Répondez aux questions suivantes à partir du passage ci-dessous :
(a) En quoi Denji se transforme-t-il après la mort de Nayuta ?
(b) Que dévore Pochita lorsqu'il se déchaîne à l'extérieur ?
(c) Quels plaisirs Denji a-t-il recherchés toute sa vie, selon le passage ?

### PASSAGE FOURNI ###

[Partie 3] À la fin, Asa et Denji cessent d'être de simples reflets et deviennent deux âmes liées par la douleur, la culpabilité et un amour qui survit même dans les endroits les plus sordides. La suite est une histoire de choix de vie, même quand la vie semble injuste.
Après la mort de Nayuta, Denji touche le fond. Une fois de plus, il a tout perdu : sa famille, sa raison de vivre et le fragile semblant de normalité pour lequel il s'était tant battu.
À ses yeux, c'est de sa faute, et il sait, au moins en partie, que ses propres compulsions – qu'il s'agisse de son besoin d'affection, de reconnaissance ou de sexe – sont à l'origine de sa chute. Quand Denji se transforme en Pochita, c'est la reddition.
Pochita se déchaîne à l'extérieur, dévorant les démons liés aux souvenirs de Denji, chacun étant un écho de sa douleur. Mais même dans cette destruction, il y a un but. Pochita n'efface pas les souvenirs pour anesthésier Denji ; il tente de lui rappeler ce qui, autrefois, donnait un sens à sa vie.
Asa devient la deuxième voix qui l'appelle. Elle exprime ce que Pochita essaie de faire comprendre à Denji. Elle lui dit les mêmes mots qu'il avait utilisés pour la sauver : même si la vie est pleine de galères, il y a toujours des choses pour lesquelles il vaut la peine de vivre.
Denji plonge dans l'eau, laissant le poids des souvenirs l'engloutir. Il se noie dans son propre chagrin. Mais l'important n'est pas de se souvenir de ce qu'il a perdu, mais de se souvenir de tout ce qu'il est capable d'aimer. Asa incarne parfaitement cela lorsqu'elle tend la main vers lui à travers l'eau et le sort de là.
Je souligne souvent cette scène car elle illustre mieux que presque tout autre le conflit intérieur de Denji. C'est le moment qui définit non seulement sa confusion, mais aussi pourquoi tant de gens perçoivent ses sentiments pour Asa comme ambigus.
Quand Denji remonte à la surface, il tire une conclusion erronée. Il contemple son reflet et croit que ce qui le maintient en vie et lui permet de supporter la souffrance, c'est le plaisir. Ce même plaisir qu'il a recherché toute sa vie : la nourriture, le sexe et la distraction.
La tragédie de cet instant réside dans ce qu'il détourne du regard. Car, absorbé par son propre reflet (ses propres désirs hédonistes), il ignore ce qui l'a réellement sauvé de l'eau. La vérité est juste à côté de lui : c'est Asa.
Asa représente le type de lien dont Denji a véritablement besoin, et non les plaisirs éphémères qu'il recherche. Elle incarne l'intimité émotionnelle et la tendresse qui existent sans contrepartie ni exigence.
Pour comprendre ce qu'Asa représente véritablement pour Denji, il faut d'abord examiner ce que Barem et Fumiko représentent, car ils sont les miroirs qui la façonnent. Une fois qu'on les comprend, le rôle d'Asa devient indéniablement clair.
Barem est un fanatique. Il prend plaisir à la souffrance de Denji. Il aime le voir saigner, se battre et se transformer en Chainsawman, et ce n'est pas un hasard, car cette transformation est en elle-même un mécanisme de défense.

### MATÉRIEL FOURNI ###

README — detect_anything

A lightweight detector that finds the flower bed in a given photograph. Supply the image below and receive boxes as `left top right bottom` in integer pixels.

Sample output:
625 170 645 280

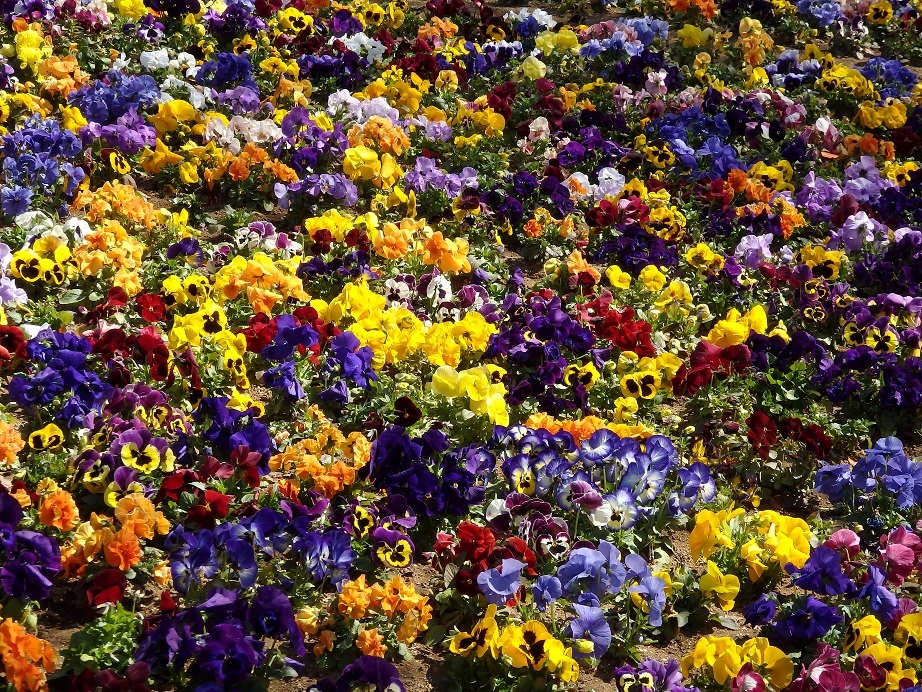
0 0 922 692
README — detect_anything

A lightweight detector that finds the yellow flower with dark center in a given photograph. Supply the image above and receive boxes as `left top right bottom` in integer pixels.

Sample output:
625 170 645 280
200 302 227 334
501 620 553 670
29 423 64 452
10 249 42 283
643 140 675 168
563 363 600 389
798 245 844 281
119 442 160 473
448 604 499 658
234 34 256 55
845 322 867 346
864 0 893 24
375 538 413 567
843 615 880 651
801 305 828 322
740 637 794 690
621 370 662 399
352 505 375 538
106 150 131 175
864 326 900 353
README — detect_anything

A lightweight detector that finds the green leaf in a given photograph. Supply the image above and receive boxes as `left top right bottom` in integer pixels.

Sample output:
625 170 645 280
717 615 740 631
58 288 83 305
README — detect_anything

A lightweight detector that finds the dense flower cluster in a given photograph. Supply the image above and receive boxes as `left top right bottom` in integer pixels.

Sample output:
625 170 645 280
0 0 922 692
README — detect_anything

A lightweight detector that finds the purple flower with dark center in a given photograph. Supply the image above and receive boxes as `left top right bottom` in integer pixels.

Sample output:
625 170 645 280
263 360 304 401
336 656 406 692
772 596 842 645
246 586 305 656
0 185 32 216
259 315 319 361
189 623 266 688
678 461 717 512
787 545 856 596
0 528 61 601
628 576 666 627
743 594 778 627
531 574 563 613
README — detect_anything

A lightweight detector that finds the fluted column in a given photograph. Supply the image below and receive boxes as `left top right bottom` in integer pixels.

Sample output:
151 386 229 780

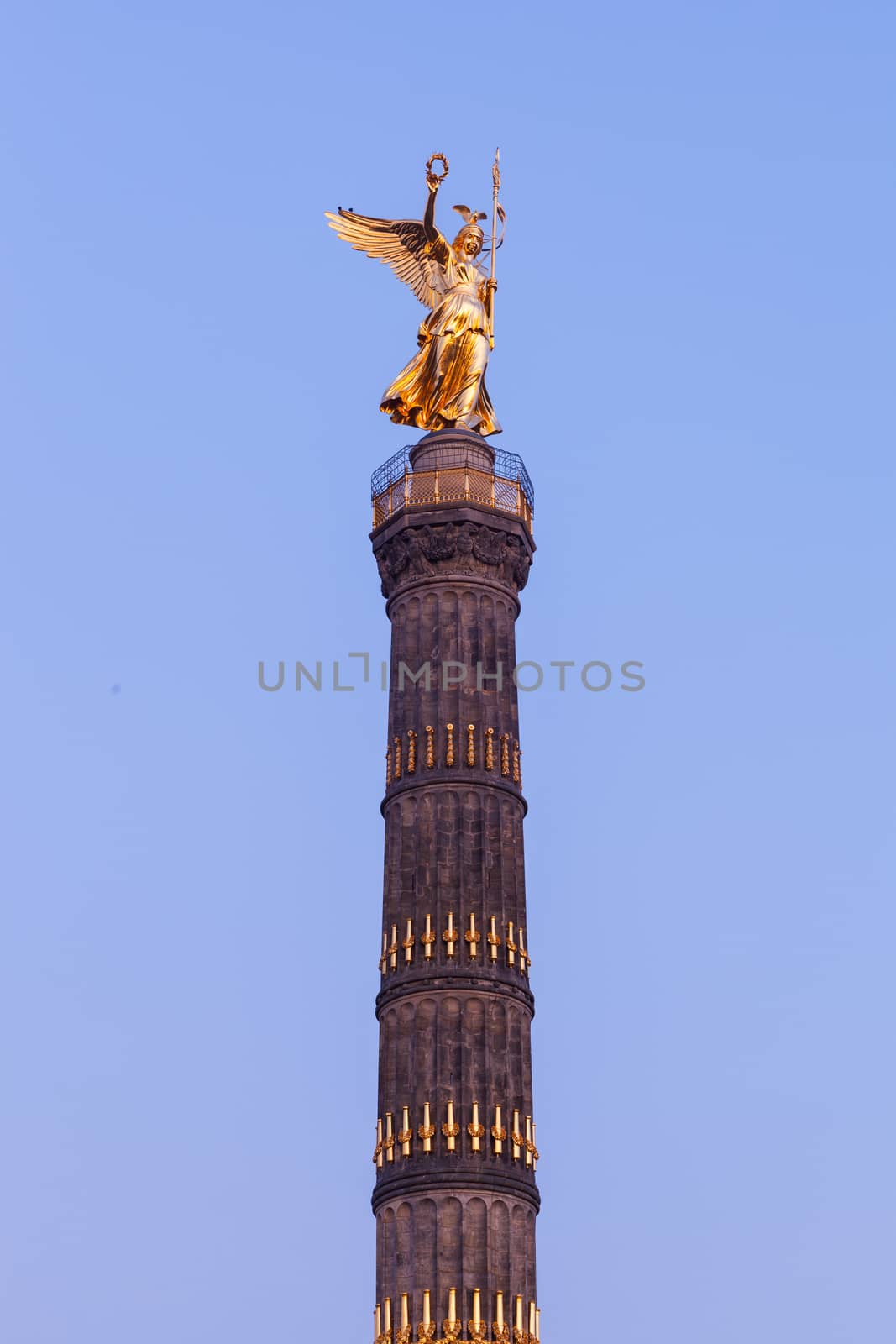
371 432 538 1339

###

SOLUTION RÉDIGÉE
(a) Denji se transforme en Pochita.
(b) Pochita dévore les démons liés aux souvenirs de Denji.
(c) Denji a recherché la nourriture, le sexe et la distraction.